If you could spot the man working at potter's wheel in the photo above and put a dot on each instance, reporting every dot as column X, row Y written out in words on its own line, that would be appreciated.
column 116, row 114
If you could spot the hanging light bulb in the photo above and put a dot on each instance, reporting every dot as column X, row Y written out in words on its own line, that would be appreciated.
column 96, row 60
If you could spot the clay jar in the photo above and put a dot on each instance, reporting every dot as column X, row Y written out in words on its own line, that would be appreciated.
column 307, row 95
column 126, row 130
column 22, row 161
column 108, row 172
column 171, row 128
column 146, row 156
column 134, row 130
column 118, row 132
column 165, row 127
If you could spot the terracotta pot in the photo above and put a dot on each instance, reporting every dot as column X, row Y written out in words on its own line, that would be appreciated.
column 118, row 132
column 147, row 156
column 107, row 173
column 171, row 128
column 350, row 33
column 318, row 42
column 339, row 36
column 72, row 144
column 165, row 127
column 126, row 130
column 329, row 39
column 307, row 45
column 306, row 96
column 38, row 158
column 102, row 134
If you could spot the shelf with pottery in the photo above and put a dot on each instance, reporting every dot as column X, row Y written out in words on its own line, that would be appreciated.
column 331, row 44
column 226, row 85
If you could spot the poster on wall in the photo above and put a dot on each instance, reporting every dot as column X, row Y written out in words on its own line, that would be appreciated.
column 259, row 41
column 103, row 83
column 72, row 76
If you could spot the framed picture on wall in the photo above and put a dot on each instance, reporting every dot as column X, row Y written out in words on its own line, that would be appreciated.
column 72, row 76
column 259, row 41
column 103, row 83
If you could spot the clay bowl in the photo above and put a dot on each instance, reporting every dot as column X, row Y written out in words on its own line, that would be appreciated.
- - - - -
What to do:
An exact copy of every entry is the expected result.

Task answer:
If you could spot the man working at potter's wheel in the photo above and put a dot on each instance, reporting every dot as column X, row Y written out in words on its own line, that would be appreciated.
column 116, row 114
If you could spot the hanging light bulb in the photo above and put a dot on each instance, reporting every dot as column X, row Y written out in words on its own line, that would be appreciated.
column 96, row 60
If you could spot the clay jar in the photo above and put a dot on each instance, reporting every dot as column X, row Y written out in words on its own line, that would be appreciated.
column 307, row 95
column 126, row 130
column 22, row 161
column 108, row 172
column 171, row 128
column 146, row 156
column 134, row 130
column 118, row 132
column 165, row 127
If you could spot the terracotta pot in the photo above and put a dot on each instance, reporting every dot as column X, row Y written out in words on its own line, that would be appreciated.
column 118, row 132
column 147, row 156
column 107, row 173
column 171, row 128
column 350, row 33
column 318, row 42
column 339, row 36
column 72, row 144
column 165, row 127
column 126, row 130
column 329, row 39
column 307, row 45
column 306, row 96
column 38, row 158
column 102, row 134
If you could spot the shelf with pottery in the photo above and put a dot on each instance, reporting every dot as column X, row Y written out in words on its own line, that would be appreciated.
column 331, row 44
column 226, row 85
If you could spot the poster on wall in the photo above and put a dot on each instance, reporting every dot as column X, row Y written out in words on its own line, that would be appreciated.
column 259, row 41
column 103, row 83
column 72, row 76
If you could spot the framed picture on wall in the photo above and put a dot on each instance, reporting every dot as column X, row Y written out in words on its own line, that would be appreciated.
column 72, row 76
column 259, row 41
column 103, row 83
If you could spot the clay bowl in the photo above and put a dot on each instance, reporting every dot as column X, row Y written out in words on its own line, that would be appreciated.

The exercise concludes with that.